TEXTO FORNECIDO:
»»
Esse pão fica deliciosamente azedinho. Eu tinha parado de fazer sourdough, engolida pela preguiça e alguns resultados ruins, mas fiquei louca de vontade de novo depois de assistir à série Cooked, na Netflix.

Mesmo que seu sourdough não dê muito certo da primeira vez, fique achatado, sem cor, denso, o que for: ele ainda renderá excelentes torradas ou croûtons, melhores do que qualquer uma que você já tenha comido. Se nem isso, pelo menos excelente farinha de rosca. ;) Vale a tentativa.

Até o fim da semana devo encerrar o facebook. Então se você quiser algo que sabe que está lá, tem tempo de dar uma última fuçada. ;)


quarta-feira, 24 de fevereiro de 2016

Da simplicidade de uma sopa e do surto histérico da quinoa


Uma amiga era dona de um café. Ela usava apenas ingredientes orgânicos e frescos para produzir seus pães de fermentação natural e seus bolos. Bolos de limão, de chocolate, de cenoura. Um dia, uma cliente lhe pergunta se ela não poderia fazer um bolo, assim, mais natural: integral, sem glúten, sem açúcar, sem gordura. Ela respondeu que seus bolos já eram naturais. E que o de banana era feito com farinha integral, se ela fizesse mesmo questão disso. O assunto morreu ali. Ela andava cansada de gente perguntando se não havia pão sem glúten no cardápio, ao mesmo tempo que se revoltavam por ela não vender refrigerante. Cadê minha coca zero? Mas eu quero pão sem glúten e cappuccino sem lactose. Ela sabia que ninguém ali era alérgico, celíaco ou intolerante. Só louco e chato mesmo.

Eu achei divertido experimentar com alternativas vegan ou sem glúten para facilitar minha vida e variar um pouco. Quando acaba o ovo, sei que ainda consigo fazer panquecas usando chia e água. Ou posso fazer meus bolinhos de lentilha usando inhame para dar liga. Quando estou sem farinha de trigo, ainda consigo fazer crêpes para o almoço, ou uma massa de torta, sem ter que encaixar uma ida ao supermercado num dia já suficientemente corrido. Quando todo mundo se refestelou muito de bolo de chocolate numa semana, acho prudente fazer quitutes sem açúcar adicionado na semana seguinte. É prático, é gostoso, mas a neurose para por aí, porque eu adoro fazer um belo lombo de porco com batatas assadas de vez em quando, meu risotto de legumes sempre vira supplì, devidamente frito como se deve, meus filhos adoram quando faço um bom e velho sorvete de chocolate, e eu amo finalizar uma refeição leve com uma fatia de algum queijo forte, no melhor estilo franco-italiano.
««
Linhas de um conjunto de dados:
»»
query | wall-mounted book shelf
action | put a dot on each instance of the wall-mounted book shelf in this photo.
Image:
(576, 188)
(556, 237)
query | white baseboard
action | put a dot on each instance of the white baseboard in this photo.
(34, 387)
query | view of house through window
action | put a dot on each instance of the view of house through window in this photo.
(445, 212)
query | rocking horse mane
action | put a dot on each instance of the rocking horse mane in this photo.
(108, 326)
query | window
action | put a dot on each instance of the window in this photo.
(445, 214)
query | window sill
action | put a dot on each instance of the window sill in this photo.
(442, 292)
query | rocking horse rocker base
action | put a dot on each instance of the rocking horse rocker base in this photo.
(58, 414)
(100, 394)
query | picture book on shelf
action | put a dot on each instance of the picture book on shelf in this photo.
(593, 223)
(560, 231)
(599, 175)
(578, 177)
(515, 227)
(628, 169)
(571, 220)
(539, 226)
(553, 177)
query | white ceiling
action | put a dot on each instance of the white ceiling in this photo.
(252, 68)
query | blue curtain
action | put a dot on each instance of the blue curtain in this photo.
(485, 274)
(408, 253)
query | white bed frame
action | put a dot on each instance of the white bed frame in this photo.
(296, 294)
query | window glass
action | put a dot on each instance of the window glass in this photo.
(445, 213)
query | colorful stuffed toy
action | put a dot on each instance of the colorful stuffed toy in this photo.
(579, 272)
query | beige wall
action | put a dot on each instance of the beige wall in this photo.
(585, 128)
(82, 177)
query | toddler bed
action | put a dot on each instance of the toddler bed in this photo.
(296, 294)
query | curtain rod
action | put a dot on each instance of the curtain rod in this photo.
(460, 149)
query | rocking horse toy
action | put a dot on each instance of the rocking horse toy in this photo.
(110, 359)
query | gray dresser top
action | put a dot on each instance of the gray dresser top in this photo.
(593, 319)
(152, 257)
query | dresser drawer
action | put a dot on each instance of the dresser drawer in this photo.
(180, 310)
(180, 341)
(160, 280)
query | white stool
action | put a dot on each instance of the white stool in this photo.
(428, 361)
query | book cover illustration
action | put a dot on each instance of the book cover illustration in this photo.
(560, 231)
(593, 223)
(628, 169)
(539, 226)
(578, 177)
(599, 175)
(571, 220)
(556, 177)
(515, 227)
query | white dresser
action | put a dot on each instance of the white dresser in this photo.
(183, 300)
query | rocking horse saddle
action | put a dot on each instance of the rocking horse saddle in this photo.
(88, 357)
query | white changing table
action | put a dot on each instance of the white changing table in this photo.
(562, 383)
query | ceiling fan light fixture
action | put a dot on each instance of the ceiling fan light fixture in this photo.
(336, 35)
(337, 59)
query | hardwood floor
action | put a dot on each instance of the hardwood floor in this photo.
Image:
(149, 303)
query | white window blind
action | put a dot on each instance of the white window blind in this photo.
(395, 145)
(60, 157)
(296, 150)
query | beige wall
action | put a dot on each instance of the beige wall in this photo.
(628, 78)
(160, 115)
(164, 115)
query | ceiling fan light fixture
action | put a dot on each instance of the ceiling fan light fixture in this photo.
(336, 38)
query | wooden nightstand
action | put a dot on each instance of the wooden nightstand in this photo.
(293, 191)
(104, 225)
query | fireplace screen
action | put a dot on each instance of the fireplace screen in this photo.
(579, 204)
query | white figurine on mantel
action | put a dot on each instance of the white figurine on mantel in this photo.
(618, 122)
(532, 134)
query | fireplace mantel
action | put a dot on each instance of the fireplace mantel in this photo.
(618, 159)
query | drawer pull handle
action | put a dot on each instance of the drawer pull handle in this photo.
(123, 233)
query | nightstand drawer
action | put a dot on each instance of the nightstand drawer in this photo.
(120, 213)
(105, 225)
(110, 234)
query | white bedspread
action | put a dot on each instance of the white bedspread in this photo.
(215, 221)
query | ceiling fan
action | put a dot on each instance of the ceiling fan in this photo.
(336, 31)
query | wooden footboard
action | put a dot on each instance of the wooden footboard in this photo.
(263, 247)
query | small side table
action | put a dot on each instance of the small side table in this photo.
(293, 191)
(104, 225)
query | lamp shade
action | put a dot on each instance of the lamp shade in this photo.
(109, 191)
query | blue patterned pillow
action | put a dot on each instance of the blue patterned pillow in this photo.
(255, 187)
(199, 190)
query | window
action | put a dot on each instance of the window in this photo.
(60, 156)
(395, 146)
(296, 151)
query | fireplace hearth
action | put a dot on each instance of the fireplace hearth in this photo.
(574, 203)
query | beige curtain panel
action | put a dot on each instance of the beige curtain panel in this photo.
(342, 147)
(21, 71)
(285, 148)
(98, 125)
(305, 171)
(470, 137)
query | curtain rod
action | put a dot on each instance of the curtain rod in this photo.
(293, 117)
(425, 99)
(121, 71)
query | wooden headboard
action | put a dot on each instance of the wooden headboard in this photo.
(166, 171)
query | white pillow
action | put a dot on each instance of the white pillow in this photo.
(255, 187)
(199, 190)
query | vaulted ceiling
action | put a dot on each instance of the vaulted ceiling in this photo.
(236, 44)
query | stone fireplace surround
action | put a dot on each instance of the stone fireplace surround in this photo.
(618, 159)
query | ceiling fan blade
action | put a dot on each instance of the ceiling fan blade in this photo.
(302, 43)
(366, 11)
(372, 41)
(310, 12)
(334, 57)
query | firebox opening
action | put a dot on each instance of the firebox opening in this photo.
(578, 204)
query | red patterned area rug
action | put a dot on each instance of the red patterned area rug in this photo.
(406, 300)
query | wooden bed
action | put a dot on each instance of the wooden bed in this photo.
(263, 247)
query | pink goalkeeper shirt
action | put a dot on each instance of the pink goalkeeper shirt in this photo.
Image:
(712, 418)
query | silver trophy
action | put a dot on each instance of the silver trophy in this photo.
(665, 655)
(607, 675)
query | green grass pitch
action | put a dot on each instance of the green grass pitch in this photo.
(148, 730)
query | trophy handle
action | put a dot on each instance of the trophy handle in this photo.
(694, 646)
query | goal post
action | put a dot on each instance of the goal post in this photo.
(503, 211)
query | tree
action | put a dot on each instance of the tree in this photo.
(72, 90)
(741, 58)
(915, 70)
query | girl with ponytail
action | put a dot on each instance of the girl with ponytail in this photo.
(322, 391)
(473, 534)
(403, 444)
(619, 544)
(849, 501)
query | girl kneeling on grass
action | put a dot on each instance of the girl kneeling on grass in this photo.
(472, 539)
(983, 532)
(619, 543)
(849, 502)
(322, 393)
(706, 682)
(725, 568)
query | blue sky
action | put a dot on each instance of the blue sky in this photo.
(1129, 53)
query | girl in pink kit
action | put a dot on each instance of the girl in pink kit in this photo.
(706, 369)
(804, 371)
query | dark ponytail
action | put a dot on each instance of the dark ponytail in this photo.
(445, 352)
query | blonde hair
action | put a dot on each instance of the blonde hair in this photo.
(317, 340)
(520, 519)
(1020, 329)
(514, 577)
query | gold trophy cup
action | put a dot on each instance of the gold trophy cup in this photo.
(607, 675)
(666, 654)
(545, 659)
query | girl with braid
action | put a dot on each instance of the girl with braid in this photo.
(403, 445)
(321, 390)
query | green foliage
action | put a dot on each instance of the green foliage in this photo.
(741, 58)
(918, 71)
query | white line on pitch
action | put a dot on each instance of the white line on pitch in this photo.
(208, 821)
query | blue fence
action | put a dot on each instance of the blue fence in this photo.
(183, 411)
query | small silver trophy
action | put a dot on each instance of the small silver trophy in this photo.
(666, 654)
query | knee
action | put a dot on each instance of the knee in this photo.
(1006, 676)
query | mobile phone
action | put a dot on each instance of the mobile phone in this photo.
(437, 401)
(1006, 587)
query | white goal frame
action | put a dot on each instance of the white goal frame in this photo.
««
ENUNCIADO 1: Traduza para o inglês a frase "Uma amiga era dona de um café.", tirada do texto sobre culinária.
ENUNCIADO 2: Troque "knee" por "elbow" nos registros, da linha que contém "query | small silver trophy" até o fim deles, e reescreva apenas essas linhas sem nenhuma outra alteração.

RESPOSTA 1: A friend owned a café.

RESPOSTA 2:
query | small silver trophy
action | put a dot on each instance of the small silver trophy in this photo.
(666, 654)
query | elbow
action | put a dot on each instance of the elbow in this photo.
(1006, 676)
query | mobile phone
action | put a dot on each instance of the mobile phone in this photo.
(437, 401)
(1006, 587)
query | white goal frame
action | put a dot on each instance of the white goal frame in this photo.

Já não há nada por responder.